• Exercise aim: Down to the last line, print the entries below exactly, and keep every picture out of the copy.

• Given data:
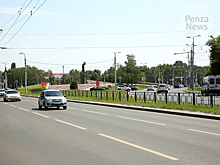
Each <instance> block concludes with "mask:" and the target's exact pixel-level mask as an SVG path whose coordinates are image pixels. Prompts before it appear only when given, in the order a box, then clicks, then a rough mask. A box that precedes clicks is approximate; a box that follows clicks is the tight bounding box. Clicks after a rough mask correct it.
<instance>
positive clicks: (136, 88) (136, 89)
mask: <svg viewBox="0 0 220 165" xmlns="http://www.w3.org/2000/svg"><path fill="white" fill-rule="evenodd" d="M128 87H130V88H131V90H132V91H136V90H138V89H137V87H135V86H134V85H128Z"/></svg>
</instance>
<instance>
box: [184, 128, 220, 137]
mask: <svg viewBox="0 0 220 165" xmlns="http://www.w3.org/2000/svg"><path fill="white" fill-rule="evenodd" d="M188 130H190V131H194V132H200V133H205V134H210V135H215V136H220V134H216V133H211V132H205V131H200V130H195V129H188Z"/></svg>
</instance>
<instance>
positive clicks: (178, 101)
mask: <svg viewBox="0 0 220 165" xmlns="http://www.w3.org/2000/svg"><path fill="white" fill-rule="evenodd" d="M178 104H180V93H178Z"/></svg>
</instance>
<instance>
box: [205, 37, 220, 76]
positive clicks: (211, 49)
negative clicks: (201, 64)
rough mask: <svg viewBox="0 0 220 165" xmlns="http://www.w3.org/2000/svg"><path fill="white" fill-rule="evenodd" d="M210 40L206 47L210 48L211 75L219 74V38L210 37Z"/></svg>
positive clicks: (219, 52) (219, 73)
mask: <svg viewBox="0 0 220 165" xmlns="http://www.w3.org/2000/svg"><path fill="white" fill-rule="evenodd" d="M210 38H211V39H210V40H208V42H207V43H206V45H208V46H210V48H211V49H210V52H211V54H210V62H211V69H210V70H211V74H214V75H217V74H220V36H218V37H216V38H214V37H213V36H210Z"/></svg>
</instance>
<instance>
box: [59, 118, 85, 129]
mask: <svg viewBox="0 0 220 165" xmlns="http://www.w3.org/2000/svg"><path fill="white" fill-rule="evenodd" d="M55 121H58V122H60V123H63V124H66V125H69V126H72V127H76V128H79V129H86V128H84V127H81V126H78V125H75V124H71V123H68V122H65V121H62V120H59V119H55Z"/></svg>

• Task response:
Each <instance> block concludes with "mask:" and the target's exact pixel-level mask as an SVG path whose coordinates are image pixels. Prompts before it appear only when given, in the order a box, then clicks, then a rough mask. A box that precedes clicks is approximate; a box that follows clicks is the tight bounding box. Clicks after a rough mask correct it.
<instance>
positive clicks: (136, 88) (136, 89)
mask: <svg viewBox="0 0 220 165" xmlns="http://www.w3.org/2000/svg"><path fill="white" fill-rule="evenodd" d="M128 87H130V88H131V90H132V91H136V90H138V89H137V87H135V86H134V85H128Z"/></svg>
</instance>
<instance>
box: [184, 128, 220, 137]
mask: <svg viewBox="0 0 220 165" xmlns="http://www.w3.org/2000/svg"><path fill="white" fill-rule="evenodd" d="M188 130H190V131H194V132H200V133H205V134H210V135H215V136H220V134H216V133H211V132H205V131H200V130H195V129H188Z"/></svg>
</instance>
<instance>
positive clicks: (178, 101)
mask: <svg viewBox="0 0 220 165" xmlns="http://www.w3.org/2000/svg"><path fill="white" fill-rule="evenodd" d="M178 104H180V93H178Z"/></svg>
</instance>
<instance>
box: [205, 37, 220, 76]
positive clicks: (211, 49)
negative clicks: (201, 64)
rough mask: <svg viewBox="0 0 220 165" xmlns="http://www.w3.org/2000/svg"><path fill="white" fill-rule="evenodd" d="M210 40L206 47L210 48L211 75L219 74V38L210 37Z"/></svg>
positive clicks: (219, 52) (219, 73)
mask: <svg viewBox="0 0 220 165" xmlns="http://www.w3.org/2000/svg"><path fill="white" fill-rule="evenodd" d="M210 38H211V39H210V40H208V42H207V43H206V45H208V46H210V48H211V49H210V52H211V54H210V62H211V69H210V70H211V74H214V75H217V74H220V36H218V37H216V38H214V37H213V36H210Z"/></svg>
</instance>
<instance>
box: [59, 118, 85, 129]
mask: <svg viewBox="0 0 220 165" xmlns="http://www.w3.org/2000/svg"><path fill="white" fill-rule="evenodd" d="M55 121H58V122H60V123H63V124H66V125H69V126H72V127H76V128H79V129H86V128H84V127H81V126H78V125H75V124H71V123H68V122H65V121H62V120H59V119H55Z"/></svg>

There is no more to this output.